━━━ QUOTED PASSAGE ━━━

BP has been expected to announce it would maintain dividend payments, but Obama's comments seemed aimed at changing the company's mind. Last year, it reported $27 billion in cash flow from operating activities. So far, it has spent more than $1 billion on the spill response.
In a conference call Friday with investors and analysts, BP Chief Executive Tony Hayward said the oil industry needs better safety technology. As an example, he cited the "fail-safe blowout preventer, which this incident has clearly demonstrated is not fail-safe."
The effect of the BP spill, meanwhile, was increasingly evident on the Gulf coastline.
Swimmers at Pensacola Beach rushed out of the water after wading into the mess, while other beachgoers inspected the clumps with fascination, some taking pictures. Children were seen playing with the globs as if they were Play-Doh.
David Lucas, of Jonesville, La., and a group of friends cut their visit short after wading into oily water. "It was sticky brown globs out there," Lucas said after he and the others cleaned their feet and left.
Health officials said that people should stay away from the mess but that swallowing a little oil-tainted water or getting slimed by a tar ball is no reason for alarm.
Steven Majerus and his 11-year-old nephew walked along Pensacola Beach and checked out the oil clumps. Majerus filled a plastic bag with tar and photographed it with his phone. "It's really hot. See how hot it gets in this bag with the sun beating down on it?" he said.
Randy Ivie, a charter-boat captain, cried as he tried to explain how sad he was to think that his grandchildren might not see the same white beach and turquoise waters he enjoyed.
"It kills me," he said. "I grew up here."
In Gulf Shores, Ala., Wendi Butler saw clumps of tar in the surf and was repelled by the heavy odor of oil.

━━━ EXTRACTED DATA ━━━

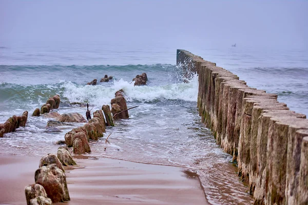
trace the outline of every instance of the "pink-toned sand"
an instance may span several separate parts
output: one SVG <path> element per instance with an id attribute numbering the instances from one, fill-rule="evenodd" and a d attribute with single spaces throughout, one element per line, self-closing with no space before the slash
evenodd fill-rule
<path id="1" fill-rule="evenodd" d="M 75 159 L 66 171 L 69 204 L 207 204 L 198 176 L 181 168 Z M 0 204 L 25 204 L 40 158 L 0 155 Z M 57 204 L 64 204 L 57 203 Z"/>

━━━

◆ REQUIREMENTS: Transcribe the part of the oil spill article starting at "Randy Ivie, a" and ending at "waters he enjoyed.".

◆ FULL ANSWER:
Randy Ivie, a charter-boat captain, cried as he tried to explain how sad he was to think that his grandchildren might not see the same white beach and turquoise waters he enjoyed.